Task brief —
Pick out and copy each line of the listing below that contains the word "fireplace", matching its case exactly.

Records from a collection
------------------------------------------------
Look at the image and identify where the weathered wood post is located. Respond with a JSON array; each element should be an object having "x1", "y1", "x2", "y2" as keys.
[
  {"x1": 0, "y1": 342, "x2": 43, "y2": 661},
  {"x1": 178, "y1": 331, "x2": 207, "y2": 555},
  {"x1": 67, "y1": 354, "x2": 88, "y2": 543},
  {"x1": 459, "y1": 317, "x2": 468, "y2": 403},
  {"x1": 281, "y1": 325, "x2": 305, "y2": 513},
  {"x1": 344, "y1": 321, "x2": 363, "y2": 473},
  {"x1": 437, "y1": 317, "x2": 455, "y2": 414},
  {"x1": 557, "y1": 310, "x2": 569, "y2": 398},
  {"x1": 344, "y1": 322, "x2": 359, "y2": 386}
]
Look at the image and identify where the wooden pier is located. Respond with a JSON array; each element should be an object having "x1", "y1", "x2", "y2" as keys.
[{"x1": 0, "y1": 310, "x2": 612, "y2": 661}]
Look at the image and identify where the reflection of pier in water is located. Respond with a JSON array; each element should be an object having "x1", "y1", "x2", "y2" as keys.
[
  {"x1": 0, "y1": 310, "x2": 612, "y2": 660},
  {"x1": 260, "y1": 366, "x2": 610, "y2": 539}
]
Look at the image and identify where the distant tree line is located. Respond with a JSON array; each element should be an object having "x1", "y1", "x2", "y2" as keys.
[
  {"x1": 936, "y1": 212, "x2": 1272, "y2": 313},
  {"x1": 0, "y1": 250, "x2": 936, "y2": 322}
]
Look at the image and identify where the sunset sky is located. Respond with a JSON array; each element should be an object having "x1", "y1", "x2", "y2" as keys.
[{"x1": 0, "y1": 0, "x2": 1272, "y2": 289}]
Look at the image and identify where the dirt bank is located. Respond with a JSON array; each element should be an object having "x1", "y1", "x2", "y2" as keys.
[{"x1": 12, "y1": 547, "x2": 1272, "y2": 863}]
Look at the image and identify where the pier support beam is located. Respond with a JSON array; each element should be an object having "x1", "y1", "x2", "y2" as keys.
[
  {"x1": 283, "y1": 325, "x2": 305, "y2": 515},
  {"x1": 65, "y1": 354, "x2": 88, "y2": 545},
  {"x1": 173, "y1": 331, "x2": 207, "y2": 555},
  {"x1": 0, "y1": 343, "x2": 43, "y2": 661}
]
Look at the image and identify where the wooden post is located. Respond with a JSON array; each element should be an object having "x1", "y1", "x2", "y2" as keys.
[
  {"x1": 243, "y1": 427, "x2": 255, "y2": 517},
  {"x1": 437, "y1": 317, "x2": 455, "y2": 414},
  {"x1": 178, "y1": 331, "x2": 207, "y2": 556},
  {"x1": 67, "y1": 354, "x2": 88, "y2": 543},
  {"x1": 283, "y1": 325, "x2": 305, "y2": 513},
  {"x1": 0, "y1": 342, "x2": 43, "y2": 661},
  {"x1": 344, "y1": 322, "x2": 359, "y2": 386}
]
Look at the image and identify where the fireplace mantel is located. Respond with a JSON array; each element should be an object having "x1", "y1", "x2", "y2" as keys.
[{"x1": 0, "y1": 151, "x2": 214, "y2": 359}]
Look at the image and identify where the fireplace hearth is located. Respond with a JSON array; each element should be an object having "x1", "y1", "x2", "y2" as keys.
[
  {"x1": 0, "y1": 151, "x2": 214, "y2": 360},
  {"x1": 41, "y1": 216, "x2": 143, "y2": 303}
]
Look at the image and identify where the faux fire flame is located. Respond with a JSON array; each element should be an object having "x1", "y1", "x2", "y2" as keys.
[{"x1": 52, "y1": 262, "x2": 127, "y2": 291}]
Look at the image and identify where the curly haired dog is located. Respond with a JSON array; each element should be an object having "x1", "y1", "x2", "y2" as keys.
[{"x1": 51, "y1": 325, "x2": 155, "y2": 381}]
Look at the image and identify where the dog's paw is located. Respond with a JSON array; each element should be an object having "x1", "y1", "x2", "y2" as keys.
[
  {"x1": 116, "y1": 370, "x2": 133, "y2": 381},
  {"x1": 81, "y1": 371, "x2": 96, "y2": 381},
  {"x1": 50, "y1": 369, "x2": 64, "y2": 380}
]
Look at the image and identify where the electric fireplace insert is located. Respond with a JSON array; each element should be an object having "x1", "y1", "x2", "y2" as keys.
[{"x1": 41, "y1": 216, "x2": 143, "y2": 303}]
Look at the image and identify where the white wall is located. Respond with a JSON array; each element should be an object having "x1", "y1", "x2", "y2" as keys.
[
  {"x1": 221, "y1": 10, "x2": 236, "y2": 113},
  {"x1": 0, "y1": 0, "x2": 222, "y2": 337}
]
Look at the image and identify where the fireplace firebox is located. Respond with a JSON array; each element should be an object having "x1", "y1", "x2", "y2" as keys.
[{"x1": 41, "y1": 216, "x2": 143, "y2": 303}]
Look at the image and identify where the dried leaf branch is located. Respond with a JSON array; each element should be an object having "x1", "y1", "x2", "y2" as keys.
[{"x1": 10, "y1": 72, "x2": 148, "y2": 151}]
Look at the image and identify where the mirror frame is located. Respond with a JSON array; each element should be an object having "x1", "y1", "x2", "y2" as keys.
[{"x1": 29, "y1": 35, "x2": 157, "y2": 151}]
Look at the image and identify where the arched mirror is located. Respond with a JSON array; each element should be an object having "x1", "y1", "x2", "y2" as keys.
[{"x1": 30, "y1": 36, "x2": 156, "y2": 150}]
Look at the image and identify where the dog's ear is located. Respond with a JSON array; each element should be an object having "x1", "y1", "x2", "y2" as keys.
------------------------------------------------
Worked solution —
Look at the image and identify where the fireplace mantel is located. Respond with a JSON array; each element should be an object having "x1", "y1", "x2", "y2" as keys.
Look at the image and identify where the fireplace hearth is located. Respond with a JSON array; each element should be an object having "x1", "y1", "x2", "y2" as keys.
Look at the image and identify where the electric fireplace insert is located. Respond with a JSON array; each element should be an object having "x1", "y1", "x2", "y2" as keys.
Look at the image and identify where the fireplace firebox is located. Respond with a JSON array; each element should be an object having "x1", "y1", "x2", "y2" as keys.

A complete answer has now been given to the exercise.